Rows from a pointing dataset
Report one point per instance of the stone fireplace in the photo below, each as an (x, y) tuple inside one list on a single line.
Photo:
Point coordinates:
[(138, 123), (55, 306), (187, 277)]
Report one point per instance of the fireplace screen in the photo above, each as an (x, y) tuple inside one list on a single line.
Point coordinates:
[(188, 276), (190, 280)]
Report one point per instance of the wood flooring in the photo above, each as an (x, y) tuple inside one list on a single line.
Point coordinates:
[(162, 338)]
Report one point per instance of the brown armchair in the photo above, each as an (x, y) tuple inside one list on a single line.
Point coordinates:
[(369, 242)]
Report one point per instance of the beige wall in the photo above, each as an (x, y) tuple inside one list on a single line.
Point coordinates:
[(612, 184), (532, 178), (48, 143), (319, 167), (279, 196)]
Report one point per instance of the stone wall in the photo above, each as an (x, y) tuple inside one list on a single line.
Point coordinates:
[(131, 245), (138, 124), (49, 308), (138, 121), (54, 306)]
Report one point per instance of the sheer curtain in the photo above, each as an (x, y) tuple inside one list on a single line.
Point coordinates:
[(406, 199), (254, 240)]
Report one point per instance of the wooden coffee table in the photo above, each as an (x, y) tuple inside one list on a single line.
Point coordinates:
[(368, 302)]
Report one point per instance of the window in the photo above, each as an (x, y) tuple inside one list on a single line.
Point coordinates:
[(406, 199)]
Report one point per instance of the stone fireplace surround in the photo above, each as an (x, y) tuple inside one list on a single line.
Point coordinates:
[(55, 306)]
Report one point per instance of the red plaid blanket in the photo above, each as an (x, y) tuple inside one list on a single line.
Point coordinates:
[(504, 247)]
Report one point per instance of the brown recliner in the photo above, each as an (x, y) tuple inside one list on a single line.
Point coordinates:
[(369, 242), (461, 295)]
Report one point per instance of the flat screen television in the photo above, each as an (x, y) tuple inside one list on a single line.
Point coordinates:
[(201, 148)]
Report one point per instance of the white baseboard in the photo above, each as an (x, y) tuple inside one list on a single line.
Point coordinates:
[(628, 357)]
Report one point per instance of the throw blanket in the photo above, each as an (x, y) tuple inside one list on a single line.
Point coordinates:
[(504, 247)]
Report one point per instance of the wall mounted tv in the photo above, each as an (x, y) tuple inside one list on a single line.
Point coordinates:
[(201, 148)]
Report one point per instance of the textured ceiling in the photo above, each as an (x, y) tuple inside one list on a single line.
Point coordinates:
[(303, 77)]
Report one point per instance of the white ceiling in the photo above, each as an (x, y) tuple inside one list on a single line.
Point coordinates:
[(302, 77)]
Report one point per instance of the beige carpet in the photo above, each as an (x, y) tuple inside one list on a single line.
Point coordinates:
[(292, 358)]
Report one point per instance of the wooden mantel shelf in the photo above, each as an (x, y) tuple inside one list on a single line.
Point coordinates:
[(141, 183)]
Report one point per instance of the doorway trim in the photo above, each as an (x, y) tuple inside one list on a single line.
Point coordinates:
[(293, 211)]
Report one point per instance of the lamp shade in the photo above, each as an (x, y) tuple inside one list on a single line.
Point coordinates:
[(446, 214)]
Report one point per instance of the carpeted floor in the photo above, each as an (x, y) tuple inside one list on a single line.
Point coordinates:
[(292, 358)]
...
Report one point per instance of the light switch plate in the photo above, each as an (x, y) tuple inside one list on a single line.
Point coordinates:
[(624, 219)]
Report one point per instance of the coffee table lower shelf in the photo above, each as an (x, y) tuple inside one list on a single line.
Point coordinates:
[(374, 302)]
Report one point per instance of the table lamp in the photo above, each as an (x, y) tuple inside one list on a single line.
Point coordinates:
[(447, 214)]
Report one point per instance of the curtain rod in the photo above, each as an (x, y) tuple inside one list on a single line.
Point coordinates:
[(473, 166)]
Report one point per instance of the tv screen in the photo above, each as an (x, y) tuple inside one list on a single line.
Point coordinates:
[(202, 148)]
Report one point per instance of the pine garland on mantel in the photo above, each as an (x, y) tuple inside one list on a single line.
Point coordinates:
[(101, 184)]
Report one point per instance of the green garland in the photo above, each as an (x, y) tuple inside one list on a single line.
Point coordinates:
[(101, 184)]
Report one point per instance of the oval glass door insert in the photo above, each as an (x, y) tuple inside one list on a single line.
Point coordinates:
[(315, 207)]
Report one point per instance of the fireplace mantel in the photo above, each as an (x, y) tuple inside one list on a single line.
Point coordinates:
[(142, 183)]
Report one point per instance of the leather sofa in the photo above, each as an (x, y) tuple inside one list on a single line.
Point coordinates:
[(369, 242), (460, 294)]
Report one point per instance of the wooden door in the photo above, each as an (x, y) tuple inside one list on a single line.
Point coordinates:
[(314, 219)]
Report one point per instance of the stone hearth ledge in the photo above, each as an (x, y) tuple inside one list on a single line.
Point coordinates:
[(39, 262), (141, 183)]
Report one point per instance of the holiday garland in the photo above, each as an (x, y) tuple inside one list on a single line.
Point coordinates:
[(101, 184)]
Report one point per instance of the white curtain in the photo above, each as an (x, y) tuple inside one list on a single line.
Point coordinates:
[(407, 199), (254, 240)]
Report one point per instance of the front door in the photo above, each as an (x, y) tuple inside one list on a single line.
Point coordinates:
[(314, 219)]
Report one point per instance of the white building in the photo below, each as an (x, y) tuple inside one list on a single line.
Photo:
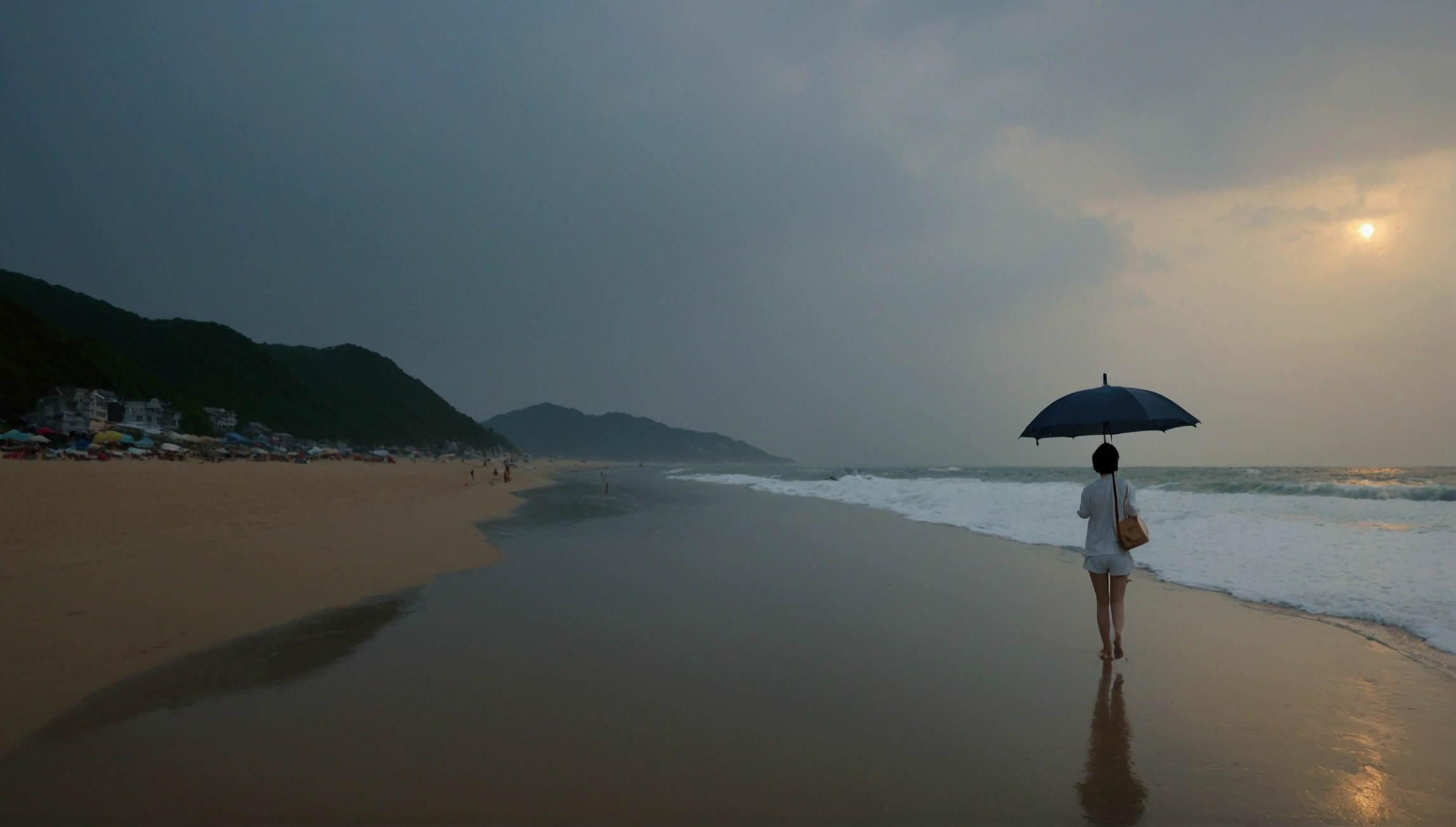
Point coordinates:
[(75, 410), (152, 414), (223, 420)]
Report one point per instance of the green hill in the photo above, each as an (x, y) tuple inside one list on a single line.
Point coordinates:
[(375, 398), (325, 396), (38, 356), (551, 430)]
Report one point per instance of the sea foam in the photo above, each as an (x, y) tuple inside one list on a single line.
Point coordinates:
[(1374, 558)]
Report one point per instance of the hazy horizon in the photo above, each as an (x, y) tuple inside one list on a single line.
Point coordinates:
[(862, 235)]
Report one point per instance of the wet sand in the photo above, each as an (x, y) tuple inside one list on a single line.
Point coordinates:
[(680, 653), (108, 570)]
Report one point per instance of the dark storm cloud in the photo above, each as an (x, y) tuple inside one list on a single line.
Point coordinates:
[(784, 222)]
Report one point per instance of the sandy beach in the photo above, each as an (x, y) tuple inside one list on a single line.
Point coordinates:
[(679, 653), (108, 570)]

[The request]: Rewrite the entries from the line with "Report one point per instance of the stone fireplace in" up to and including the line with "[(188, 276), (190, 280)]", swapping every "fireplace" for "hearth" and leaving everything else unchanged.

[Response below]:
Report one point per instance of the stone hearth in the photo below, each as an (x, y) tuple inside one list on a single line.
Photo:
Point coordinates:
[(138, 123), (55, 306), (187, 277)]
Report one point per instance of the hearth screen in the photo above, each as an (x, y) tuple inside one list on a single line.
Point coordinates:
[(188, 276), (190, 280)]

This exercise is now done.